Task prompt |
Retype exactly the line holding "Drop a point on every instance of the monkey's front" and each line that follows, down to the last one. Exclude pictures.

Given entries |
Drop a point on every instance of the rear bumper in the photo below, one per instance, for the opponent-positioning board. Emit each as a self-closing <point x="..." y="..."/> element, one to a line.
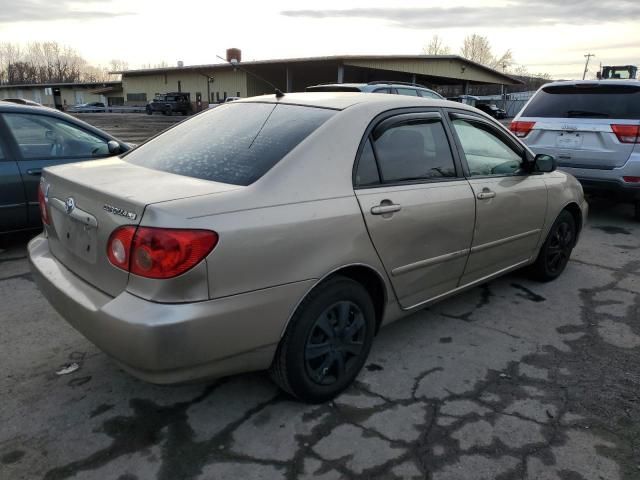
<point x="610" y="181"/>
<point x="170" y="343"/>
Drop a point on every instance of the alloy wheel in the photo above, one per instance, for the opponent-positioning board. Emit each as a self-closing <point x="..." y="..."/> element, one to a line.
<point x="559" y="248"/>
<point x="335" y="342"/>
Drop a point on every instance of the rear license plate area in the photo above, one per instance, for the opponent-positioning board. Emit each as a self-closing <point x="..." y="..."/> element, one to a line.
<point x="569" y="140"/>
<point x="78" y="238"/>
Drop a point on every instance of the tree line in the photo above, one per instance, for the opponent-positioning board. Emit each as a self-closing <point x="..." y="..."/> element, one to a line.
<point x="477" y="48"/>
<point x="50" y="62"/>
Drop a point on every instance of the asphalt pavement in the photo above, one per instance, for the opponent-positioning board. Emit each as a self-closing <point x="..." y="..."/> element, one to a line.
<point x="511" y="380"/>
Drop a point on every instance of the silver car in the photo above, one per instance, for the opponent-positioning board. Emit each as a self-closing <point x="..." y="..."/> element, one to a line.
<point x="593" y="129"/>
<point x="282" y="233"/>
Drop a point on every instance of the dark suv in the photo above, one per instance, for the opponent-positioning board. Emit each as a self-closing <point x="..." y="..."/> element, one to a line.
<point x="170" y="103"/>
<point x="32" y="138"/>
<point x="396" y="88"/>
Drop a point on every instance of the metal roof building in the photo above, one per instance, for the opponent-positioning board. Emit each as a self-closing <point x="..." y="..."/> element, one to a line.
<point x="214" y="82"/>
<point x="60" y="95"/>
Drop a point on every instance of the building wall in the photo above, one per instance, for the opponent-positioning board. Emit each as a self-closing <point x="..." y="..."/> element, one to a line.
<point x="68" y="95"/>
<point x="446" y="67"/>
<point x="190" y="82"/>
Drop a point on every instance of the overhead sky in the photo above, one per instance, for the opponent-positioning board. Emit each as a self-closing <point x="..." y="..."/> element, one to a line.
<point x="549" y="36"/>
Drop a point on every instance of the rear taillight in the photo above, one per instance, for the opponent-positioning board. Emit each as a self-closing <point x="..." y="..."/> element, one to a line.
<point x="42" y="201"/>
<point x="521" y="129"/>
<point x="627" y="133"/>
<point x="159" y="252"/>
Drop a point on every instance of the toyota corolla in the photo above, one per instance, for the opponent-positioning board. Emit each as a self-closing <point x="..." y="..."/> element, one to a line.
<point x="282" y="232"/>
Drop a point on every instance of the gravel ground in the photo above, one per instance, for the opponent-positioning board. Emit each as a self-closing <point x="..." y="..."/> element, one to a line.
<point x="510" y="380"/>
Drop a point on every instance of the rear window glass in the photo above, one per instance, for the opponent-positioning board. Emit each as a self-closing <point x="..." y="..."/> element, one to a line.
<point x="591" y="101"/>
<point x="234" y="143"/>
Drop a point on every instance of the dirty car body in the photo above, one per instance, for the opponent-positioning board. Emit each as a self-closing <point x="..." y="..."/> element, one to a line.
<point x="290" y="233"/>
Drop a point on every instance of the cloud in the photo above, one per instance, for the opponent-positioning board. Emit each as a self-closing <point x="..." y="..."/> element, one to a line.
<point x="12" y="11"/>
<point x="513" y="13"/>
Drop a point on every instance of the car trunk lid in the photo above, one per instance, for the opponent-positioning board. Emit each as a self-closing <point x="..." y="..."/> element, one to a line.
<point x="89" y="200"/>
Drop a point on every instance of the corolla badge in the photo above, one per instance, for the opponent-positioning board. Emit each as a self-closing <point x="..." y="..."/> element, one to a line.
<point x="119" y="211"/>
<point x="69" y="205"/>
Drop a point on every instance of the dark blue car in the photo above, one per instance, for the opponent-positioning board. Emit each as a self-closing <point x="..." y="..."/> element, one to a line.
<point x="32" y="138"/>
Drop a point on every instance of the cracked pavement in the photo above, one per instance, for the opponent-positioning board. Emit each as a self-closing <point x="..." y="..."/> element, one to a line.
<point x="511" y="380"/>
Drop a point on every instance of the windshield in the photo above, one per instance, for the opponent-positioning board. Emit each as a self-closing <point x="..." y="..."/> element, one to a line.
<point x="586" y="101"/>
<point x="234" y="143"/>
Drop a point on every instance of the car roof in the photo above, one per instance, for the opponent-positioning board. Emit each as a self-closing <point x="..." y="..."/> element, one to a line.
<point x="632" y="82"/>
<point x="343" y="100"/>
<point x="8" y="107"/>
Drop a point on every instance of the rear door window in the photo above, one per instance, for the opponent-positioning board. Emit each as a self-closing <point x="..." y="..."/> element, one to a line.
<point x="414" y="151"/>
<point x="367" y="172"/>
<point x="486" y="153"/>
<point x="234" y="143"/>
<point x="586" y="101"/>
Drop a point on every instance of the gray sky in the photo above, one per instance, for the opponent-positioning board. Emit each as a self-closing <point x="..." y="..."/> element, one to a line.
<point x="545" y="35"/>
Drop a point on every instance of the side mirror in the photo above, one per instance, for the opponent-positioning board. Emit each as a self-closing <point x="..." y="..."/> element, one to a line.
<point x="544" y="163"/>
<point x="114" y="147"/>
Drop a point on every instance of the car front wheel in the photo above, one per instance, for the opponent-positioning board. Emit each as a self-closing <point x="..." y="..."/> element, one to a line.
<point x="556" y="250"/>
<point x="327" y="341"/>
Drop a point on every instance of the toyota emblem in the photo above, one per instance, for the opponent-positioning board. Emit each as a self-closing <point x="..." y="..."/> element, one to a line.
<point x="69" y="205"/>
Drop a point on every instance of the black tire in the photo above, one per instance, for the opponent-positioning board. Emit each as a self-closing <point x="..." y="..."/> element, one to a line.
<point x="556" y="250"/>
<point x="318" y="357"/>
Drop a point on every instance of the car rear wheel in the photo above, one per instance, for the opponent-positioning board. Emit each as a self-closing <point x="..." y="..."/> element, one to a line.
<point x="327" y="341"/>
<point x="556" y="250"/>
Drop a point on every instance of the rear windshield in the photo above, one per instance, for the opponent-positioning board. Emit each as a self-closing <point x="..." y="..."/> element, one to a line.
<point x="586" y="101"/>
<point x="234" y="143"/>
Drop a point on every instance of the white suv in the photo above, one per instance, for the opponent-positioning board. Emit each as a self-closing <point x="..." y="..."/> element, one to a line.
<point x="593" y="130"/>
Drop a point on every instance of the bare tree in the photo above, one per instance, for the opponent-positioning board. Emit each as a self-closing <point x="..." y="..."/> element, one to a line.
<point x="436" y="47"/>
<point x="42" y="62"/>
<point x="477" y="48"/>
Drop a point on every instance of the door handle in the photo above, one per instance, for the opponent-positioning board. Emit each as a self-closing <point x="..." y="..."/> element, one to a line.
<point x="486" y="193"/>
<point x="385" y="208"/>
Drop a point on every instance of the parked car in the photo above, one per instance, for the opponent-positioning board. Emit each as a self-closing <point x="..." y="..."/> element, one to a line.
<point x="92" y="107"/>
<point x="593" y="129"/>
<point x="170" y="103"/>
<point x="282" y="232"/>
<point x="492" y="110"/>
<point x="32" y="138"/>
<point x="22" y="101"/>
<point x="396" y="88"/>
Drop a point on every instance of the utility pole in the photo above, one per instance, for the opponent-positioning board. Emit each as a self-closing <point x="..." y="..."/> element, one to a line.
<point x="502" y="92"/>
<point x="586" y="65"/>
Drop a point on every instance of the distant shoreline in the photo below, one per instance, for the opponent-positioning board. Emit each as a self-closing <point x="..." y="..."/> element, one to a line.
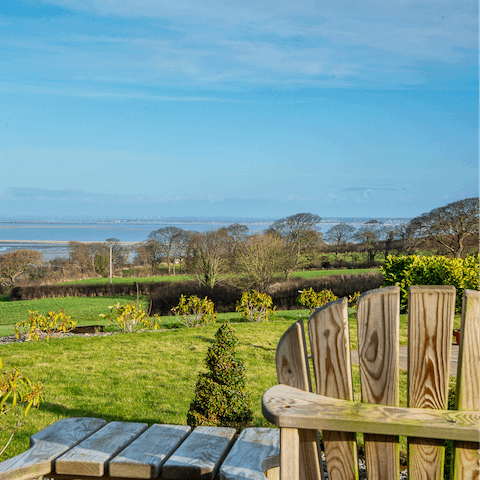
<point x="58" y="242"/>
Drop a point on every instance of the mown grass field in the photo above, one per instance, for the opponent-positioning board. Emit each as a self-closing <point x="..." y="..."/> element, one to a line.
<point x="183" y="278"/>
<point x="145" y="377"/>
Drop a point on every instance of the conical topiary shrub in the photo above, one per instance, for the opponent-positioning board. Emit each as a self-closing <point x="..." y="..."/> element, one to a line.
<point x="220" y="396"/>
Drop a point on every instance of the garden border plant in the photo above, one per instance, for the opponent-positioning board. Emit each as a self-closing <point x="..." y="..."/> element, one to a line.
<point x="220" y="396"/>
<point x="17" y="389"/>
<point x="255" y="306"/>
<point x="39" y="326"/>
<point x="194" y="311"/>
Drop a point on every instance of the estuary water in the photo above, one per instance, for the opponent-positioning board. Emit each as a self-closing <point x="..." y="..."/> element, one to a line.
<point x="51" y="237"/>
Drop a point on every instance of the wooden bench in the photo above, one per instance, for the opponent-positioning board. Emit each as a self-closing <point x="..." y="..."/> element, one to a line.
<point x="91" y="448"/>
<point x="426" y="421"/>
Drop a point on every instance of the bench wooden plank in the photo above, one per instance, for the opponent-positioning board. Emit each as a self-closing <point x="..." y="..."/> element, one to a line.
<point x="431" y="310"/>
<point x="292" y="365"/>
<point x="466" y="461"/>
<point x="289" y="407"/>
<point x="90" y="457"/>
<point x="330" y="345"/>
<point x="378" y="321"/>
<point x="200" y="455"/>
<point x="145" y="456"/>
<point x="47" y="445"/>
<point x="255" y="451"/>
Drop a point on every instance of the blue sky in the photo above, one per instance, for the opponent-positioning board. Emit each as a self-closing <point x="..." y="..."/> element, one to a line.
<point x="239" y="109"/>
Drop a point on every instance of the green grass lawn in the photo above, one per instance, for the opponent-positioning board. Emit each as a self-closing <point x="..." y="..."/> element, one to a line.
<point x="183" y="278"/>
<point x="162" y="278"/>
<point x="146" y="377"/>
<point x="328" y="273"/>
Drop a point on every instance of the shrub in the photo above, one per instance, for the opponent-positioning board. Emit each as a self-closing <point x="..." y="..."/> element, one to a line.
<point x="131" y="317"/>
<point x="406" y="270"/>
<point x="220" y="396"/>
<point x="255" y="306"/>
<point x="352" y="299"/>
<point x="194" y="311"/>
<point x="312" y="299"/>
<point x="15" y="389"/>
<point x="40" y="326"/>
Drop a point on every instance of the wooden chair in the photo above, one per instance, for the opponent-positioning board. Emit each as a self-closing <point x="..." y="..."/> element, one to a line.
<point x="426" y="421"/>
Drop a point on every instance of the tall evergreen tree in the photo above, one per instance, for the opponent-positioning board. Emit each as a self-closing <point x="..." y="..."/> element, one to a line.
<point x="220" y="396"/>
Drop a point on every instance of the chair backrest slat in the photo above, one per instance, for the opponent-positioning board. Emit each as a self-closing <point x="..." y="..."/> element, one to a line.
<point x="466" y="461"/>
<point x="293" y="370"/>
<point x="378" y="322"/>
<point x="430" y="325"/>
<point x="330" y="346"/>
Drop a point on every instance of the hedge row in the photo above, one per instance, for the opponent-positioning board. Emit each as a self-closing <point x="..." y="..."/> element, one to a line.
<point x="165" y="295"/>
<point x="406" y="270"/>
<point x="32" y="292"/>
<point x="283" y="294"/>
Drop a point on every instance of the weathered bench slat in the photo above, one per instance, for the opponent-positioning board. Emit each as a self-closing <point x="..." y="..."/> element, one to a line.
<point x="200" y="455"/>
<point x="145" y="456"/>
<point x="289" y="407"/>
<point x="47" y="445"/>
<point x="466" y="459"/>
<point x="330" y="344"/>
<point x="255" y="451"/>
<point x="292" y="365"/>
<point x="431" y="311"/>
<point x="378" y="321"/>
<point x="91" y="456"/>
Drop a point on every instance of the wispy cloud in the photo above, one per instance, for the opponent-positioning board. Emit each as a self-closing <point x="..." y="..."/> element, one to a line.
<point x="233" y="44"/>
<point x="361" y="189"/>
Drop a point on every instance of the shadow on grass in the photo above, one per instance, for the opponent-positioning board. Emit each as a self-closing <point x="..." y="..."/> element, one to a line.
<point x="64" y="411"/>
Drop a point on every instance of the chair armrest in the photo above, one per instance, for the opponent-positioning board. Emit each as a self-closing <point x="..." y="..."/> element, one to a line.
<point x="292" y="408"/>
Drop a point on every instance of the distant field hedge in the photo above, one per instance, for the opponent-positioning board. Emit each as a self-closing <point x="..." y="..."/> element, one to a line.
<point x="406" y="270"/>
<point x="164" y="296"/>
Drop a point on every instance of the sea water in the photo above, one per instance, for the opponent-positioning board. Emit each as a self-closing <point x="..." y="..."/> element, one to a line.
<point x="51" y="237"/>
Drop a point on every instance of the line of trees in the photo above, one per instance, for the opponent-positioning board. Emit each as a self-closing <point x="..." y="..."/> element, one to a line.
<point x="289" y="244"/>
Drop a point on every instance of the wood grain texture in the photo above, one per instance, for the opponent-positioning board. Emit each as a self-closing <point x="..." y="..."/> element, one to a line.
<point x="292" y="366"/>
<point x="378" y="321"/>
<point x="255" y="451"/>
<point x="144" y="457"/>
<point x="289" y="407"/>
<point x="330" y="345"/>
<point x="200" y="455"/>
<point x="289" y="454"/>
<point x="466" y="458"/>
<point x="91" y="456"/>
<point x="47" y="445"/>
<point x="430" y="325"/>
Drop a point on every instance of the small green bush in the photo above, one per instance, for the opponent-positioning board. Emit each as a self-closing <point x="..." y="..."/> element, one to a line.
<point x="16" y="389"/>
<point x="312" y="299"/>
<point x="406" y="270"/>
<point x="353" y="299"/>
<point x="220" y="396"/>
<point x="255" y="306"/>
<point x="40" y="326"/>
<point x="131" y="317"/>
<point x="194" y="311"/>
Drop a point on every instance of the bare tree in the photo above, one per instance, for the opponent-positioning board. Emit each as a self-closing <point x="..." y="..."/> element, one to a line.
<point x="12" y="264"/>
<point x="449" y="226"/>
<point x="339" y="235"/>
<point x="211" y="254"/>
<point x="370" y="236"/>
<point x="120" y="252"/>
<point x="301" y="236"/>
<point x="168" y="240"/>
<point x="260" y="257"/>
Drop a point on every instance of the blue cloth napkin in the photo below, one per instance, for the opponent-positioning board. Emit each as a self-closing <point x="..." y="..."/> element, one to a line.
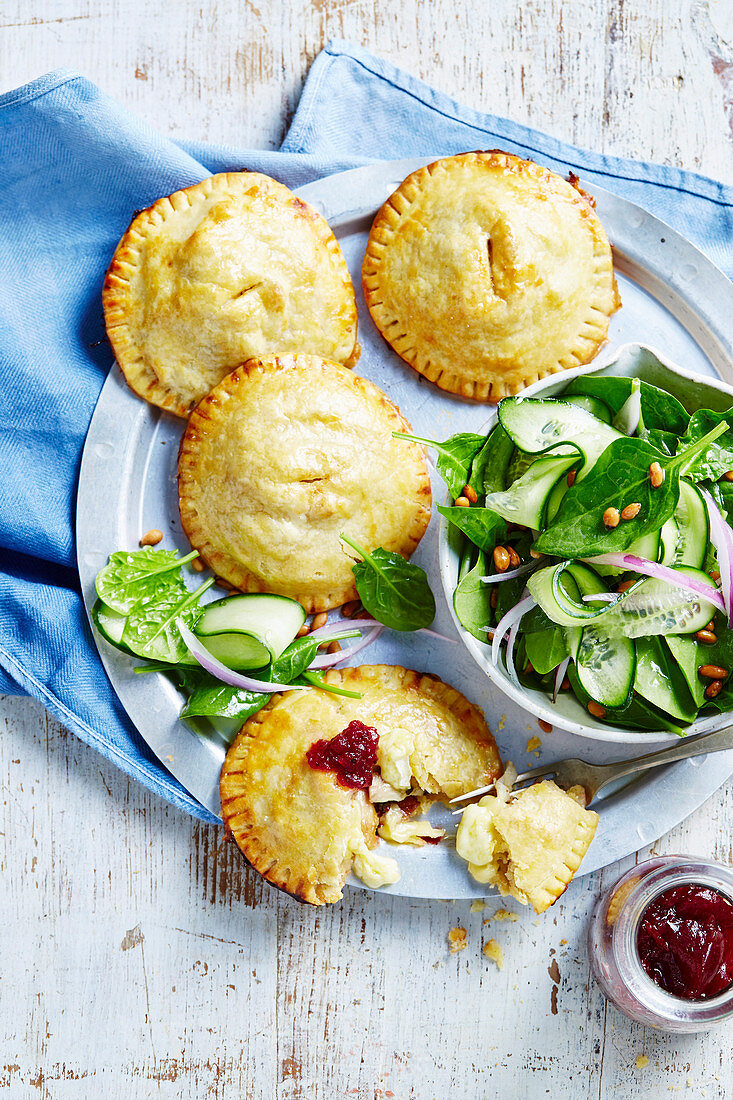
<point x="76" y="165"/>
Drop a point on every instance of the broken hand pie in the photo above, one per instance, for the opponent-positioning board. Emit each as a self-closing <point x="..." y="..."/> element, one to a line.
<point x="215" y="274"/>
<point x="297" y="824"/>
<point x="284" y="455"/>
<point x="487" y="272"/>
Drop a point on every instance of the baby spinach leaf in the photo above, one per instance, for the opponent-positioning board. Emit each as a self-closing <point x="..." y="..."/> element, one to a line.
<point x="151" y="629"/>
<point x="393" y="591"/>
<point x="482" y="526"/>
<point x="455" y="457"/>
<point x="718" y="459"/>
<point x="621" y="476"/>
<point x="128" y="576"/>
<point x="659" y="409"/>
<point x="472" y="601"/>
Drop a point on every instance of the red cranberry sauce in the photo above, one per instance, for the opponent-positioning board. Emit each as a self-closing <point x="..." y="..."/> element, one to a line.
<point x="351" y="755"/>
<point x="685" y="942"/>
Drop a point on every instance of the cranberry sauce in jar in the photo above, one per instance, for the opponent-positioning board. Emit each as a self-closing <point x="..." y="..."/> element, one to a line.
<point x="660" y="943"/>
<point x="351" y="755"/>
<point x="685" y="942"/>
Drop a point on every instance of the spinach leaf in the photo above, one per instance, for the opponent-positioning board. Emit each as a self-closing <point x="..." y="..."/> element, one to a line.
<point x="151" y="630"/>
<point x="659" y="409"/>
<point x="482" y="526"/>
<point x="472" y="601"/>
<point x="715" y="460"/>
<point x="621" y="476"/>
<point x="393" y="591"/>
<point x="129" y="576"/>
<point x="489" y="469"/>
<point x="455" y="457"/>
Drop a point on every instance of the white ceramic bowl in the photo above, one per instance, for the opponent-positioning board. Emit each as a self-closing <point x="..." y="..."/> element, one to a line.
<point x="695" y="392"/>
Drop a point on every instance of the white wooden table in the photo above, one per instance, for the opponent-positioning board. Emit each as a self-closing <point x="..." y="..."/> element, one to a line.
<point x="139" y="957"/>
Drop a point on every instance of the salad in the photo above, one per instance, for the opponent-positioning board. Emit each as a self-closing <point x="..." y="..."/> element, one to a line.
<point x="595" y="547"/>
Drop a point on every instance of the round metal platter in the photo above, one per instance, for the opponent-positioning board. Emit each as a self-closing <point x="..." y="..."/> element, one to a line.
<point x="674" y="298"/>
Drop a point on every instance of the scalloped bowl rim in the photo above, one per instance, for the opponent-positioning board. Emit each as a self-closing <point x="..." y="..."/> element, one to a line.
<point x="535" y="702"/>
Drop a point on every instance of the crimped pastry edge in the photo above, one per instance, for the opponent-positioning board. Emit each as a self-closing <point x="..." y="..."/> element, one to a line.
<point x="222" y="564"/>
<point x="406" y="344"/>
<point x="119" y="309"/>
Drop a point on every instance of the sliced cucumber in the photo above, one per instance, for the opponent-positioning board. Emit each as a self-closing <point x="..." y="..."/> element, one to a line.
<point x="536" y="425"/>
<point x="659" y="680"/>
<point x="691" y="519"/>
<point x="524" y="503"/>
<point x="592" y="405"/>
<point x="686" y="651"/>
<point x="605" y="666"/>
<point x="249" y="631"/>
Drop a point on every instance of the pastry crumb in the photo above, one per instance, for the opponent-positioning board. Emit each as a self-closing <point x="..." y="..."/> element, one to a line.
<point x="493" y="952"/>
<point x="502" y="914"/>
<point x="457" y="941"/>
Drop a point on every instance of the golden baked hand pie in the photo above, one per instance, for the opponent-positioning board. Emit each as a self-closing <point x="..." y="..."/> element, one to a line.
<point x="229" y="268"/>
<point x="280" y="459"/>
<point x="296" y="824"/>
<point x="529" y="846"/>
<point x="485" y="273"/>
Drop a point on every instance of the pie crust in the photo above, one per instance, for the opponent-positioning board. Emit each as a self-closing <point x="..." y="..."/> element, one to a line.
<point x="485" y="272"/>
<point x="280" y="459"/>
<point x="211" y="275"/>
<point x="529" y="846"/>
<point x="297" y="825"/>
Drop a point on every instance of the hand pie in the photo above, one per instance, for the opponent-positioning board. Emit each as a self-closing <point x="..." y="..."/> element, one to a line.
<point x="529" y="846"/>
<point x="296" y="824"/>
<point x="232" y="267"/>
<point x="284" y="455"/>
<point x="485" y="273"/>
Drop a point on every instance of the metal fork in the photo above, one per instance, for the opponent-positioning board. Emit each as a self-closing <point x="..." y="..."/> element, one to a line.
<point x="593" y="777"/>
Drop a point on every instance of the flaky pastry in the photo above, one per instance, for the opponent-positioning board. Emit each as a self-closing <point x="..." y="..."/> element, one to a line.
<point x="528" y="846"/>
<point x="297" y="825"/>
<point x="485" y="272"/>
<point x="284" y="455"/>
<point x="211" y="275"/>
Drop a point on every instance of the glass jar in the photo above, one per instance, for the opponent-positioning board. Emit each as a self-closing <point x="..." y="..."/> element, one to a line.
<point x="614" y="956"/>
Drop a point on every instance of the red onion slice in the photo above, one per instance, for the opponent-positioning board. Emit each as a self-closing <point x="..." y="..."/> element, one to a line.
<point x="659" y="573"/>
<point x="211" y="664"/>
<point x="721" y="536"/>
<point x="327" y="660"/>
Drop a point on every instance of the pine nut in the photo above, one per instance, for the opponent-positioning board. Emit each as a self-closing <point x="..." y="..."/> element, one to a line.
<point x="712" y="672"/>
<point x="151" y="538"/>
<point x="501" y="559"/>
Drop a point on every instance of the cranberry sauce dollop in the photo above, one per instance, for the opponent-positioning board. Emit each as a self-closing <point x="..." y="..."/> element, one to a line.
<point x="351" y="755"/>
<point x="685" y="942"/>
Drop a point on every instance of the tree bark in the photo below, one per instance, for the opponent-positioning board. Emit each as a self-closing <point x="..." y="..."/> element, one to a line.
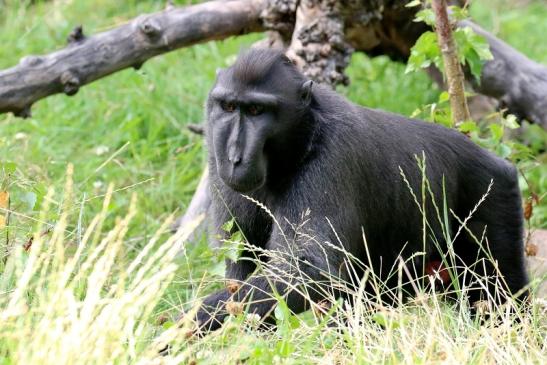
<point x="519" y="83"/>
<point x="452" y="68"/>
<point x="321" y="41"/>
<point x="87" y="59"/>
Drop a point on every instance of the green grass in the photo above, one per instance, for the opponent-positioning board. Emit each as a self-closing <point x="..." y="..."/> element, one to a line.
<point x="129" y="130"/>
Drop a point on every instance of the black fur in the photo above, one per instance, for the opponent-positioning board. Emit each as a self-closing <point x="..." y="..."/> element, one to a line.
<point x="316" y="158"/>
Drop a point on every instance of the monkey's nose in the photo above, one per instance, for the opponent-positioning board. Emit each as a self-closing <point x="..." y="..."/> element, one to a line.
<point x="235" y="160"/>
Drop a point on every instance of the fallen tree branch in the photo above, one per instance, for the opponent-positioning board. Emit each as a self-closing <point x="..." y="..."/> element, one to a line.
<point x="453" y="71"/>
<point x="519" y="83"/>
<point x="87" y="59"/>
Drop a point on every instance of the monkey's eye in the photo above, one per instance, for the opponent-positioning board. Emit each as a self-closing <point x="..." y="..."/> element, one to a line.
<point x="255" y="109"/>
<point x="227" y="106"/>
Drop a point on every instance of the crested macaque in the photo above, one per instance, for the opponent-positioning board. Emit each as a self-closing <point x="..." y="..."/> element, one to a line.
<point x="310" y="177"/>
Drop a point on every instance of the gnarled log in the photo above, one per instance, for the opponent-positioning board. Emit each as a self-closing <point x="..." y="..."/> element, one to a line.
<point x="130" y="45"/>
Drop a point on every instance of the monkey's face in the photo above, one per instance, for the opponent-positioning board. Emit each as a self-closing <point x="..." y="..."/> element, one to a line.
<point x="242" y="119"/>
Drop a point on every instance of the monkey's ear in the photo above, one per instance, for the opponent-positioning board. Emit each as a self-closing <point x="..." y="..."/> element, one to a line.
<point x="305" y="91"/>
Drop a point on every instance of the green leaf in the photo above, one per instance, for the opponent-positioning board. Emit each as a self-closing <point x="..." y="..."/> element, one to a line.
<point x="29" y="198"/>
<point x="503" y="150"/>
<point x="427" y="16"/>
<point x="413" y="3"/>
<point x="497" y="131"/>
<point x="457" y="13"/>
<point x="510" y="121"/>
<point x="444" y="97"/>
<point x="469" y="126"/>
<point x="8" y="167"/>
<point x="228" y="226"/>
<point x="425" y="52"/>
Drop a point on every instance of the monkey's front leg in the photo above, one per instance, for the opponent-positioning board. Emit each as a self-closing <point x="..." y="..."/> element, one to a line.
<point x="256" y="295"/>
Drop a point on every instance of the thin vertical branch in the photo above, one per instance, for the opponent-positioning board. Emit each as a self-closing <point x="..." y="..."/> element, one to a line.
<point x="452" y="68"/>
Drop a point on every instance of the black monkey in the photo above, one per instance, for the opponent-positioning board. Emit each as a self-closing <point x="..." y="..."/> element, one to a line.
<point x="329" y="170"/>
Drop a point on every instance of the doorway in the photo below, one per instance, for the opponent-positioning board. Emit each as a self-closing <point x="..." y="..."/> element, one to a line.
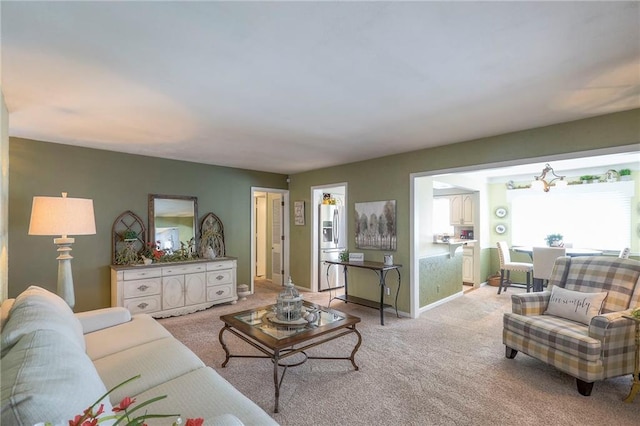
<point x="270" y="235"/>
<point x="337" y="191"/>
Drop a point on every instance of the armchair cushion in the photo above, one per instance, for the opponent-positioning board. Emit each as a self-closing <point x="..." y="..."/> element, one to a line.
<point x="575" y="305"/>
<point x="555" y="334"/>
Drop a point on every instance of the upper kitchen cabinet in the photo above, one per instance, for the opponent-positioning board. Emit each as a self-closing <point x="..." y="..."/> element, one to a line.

Problem solution |
Drop a point on every instance of the monkey's front leg in the photo above, one per instance, for the opponent-positioning board. Emit each as a self-closing <point x="..." y="..."/> element, one to a line.
<point x="256" y="295"/>
Drop a point on every instance of the thin vertical branch in the photo above, one per instance, for the opponent-positioning board. Emit each as a self-closing <point x="..." y="..."/> element, one to a line.
<point x="452" y="68"/>
Drop a point on every instance of the black monkey in the photo above, one per instance, for the opponent-positioning board. Emit each as a self-closing <point x="..." y="..."/> element, one to a line.
<point x="329" y="170"/>
Drop a point on every instance of the doorway in the photo below, one per instance, for the opponent-positioning board. Emit each as a self-closing <point x="..." y="..."/> element, one to a line.
<point x="270" y="235"/>
<point x="337" y="191"/>
Drop a point on every instance of the armchair cushion in the photo above, one per instance, for the opponent-positioning board. Emit each as a self-closing <point x="..." y="..."/> element, one to a line.
<point x="575" y="305"/>
<point x="555" y="334"/>
Drop a point on every instance of the upper kitchen cabinet in the photo above, one per instance, for the opponent-positioning board. Emit each as a self-closing <point x="..." y="..."/> element, one to a line.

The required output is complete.